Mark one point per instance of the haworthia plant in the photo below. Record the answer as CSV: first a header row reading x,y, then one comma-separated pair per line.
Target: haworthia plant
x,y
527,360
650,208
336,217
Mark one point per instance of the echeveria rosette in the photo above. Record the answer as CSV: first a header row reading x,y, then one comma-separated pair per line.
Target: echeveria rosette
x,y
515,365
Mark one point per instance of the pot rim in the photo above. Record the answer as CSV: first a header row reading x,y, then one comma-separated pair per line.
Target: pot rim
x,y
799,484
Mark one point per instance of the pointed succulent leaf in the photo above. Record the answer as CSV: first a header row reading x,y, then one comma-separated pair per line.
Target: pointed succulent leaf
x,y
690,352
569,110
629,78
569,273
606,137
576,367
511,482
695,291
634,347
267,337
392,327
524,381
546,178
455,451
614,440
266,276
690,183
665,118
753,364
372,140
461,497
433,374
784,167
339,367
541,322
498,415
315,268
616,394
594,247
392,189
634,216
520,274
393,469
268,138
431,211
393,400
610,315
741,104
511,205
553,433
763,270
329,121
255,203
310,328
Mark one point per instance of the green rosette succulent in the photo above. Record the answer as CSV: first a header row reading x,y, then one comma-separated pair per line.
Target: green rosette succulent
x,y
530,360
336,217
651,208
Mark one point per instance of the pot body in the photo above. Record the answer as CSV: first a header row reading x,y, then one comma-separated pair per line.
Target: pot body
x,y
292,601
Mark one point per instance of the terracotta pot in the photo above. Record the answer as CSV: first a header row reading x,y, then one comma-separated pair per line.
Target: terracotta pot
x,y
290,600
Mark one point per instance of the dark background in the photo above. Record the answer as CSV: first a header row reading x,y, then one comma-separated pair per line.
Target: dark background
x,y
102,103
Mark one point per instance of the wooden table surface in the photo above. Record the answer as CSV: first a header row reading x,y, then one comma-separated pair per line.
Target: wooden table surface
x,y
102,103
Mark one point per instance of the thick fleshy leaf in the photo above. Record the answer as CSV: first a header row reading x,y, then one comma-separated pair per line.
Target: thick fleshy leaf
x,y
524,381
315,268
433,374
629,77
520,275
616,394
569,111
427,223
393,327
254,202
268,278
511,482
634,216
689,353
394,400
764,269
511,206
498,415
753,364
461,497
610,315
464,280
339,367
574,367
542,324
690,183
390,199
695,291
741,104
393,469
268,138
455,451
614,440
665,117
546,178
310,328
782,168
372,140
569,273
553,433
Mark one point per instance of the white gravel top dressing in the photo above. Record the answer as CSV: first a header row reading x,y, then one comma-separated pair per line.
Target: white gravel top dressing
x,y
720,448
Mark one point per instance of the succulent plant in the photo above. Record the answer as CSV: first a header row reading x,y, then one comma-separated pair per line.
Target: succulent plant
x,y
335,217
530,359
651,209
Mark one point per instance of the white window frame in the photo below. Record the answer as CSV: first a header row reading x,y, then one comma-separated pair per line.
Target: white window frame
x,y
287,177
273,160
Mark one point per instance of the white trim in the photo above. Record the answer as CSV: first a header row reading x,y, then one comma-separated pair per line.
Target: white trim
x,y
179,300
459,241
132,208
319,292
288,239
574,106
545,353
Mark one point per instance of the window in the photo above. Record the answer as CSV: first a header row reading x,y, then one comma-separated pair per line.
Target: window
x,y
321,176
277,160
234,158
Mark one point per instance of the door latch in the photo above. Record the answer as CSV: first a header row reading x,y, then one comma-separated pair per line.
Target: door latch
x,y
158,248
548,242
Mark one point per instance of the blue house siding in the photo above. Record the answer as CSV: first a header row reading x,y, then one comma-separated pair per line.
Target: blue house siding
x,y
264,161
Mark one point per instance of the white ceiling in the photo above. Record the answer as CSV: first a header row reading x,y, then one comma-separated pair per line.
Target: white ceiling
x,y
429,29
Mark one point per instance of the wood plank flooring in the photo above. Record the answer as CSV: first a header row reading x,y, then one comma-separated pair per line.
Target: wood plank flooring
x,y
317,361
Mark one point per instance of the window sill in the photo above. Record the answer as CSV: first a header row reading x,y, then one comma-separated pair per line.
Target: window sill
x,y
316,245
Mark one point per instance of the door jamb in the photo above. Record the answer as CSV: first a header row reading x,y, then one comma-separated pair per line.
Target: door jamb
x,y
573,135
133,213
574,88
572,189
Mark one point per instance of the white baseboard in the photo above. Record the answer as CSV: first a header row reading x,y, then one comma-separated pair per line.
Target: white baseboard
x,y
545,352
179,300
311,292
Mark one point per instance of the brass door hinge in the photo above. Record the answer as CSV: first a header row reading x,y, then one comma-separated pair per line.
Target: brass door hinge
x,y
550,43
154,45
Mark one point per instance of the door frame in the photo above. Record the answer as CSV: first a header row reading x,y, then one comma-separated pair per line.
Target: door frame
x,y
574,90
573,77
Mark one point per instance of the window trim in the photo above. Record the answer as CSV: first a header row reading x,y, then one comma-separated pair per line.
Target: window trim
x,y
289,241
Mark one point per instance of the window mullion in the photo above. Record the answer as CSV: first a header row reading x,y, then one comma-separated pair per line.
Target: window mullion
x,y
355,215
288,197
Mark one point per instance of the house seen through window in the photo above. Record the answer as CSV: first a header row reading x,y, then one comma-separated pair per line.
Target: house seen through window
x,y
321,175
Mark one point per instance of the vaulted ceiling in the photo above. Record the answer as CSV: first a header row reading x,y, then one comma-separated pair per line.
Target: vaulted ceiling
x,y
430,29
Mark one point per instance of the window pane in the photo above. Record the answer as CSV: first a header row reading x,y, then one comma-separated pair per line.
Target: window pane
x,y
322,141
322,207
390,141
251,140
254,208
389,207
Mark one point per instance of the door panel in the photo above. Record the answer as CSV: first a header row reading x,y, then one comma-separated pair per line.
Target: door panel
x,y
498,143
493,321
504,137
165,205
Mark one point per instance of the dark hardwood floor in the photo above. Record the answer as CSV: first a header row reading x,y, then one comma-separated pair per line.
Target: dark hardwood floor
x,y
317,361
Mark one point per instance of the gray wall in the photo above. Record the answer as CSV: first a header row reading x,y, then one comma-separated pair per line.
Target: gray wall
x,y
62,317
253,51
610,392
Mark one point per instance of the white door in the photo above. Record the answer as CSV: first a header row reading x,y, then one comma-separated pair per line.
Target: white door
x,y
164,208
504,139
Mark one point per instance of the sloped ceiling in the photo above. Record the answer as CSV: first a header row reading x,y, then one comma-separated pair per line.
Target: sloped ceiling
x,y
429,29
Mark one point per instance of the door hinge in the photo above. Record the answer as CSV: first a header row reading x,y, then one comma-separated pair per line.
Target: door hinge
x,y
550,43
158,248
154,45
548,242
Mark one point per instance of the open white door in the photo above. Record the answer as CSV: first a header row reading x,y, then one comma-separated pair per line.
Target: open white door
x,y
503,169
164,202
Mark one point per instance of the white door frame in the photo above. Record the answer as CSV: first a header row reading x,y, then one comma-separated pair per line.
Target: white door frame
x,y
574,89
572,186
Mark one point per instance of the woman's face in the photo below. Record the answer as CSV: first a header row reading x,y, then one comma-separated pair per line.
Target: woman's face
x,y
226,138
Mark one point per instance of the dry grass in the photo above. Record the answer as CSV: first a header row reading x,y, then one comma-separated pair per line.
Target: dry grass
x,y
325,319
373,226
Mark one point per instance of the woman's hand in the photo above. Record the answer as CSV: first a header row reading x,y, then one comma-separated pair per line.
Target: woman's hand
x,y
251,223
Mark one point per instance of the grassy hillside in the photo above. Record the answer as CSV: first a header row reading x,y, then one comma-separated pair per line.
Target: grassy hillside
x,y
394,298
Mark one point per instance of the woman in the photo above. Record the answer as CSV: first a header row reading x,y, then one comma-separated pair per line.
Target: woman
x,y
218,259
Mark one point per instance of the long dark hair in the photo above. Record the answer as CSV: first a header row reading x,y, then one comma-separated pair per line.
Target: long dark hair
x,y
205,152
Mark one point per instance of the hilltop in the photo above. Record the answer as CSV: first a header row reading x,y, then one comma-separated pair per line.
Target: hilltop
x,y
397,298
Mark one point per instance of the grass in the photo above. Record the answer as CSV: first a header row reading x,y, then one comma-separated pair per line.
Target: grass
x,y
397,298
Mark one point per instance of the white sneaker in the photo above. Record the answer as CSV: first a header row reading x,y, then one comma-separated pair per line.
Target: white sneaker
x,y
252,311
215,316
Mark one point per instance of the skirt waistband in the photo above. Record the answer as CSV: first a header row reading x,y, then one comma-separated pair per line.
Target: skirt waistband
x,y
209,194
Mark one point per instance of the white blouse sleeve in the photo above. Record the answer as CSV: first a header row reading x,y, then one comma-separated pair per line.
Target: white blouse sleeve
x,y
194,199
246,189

**Work required**
Read through the entries and copy each line in which "below" appears.

**Output of the task**
Mark one point per instance of the haworthia plant in the photo below. Record the answer as CSV: first a header row reading x,y, then one comma-separated pair per line.
Mark one point per instance of the white window frame in the photo below. Record the answer as CSV: first a header row reading x,y, then one comma-separated pair per line.
Mark one point per instance of the woman's face in the photo below. Record the answer as CSV: first a header row reading x,y, then one comma-separated pair per line.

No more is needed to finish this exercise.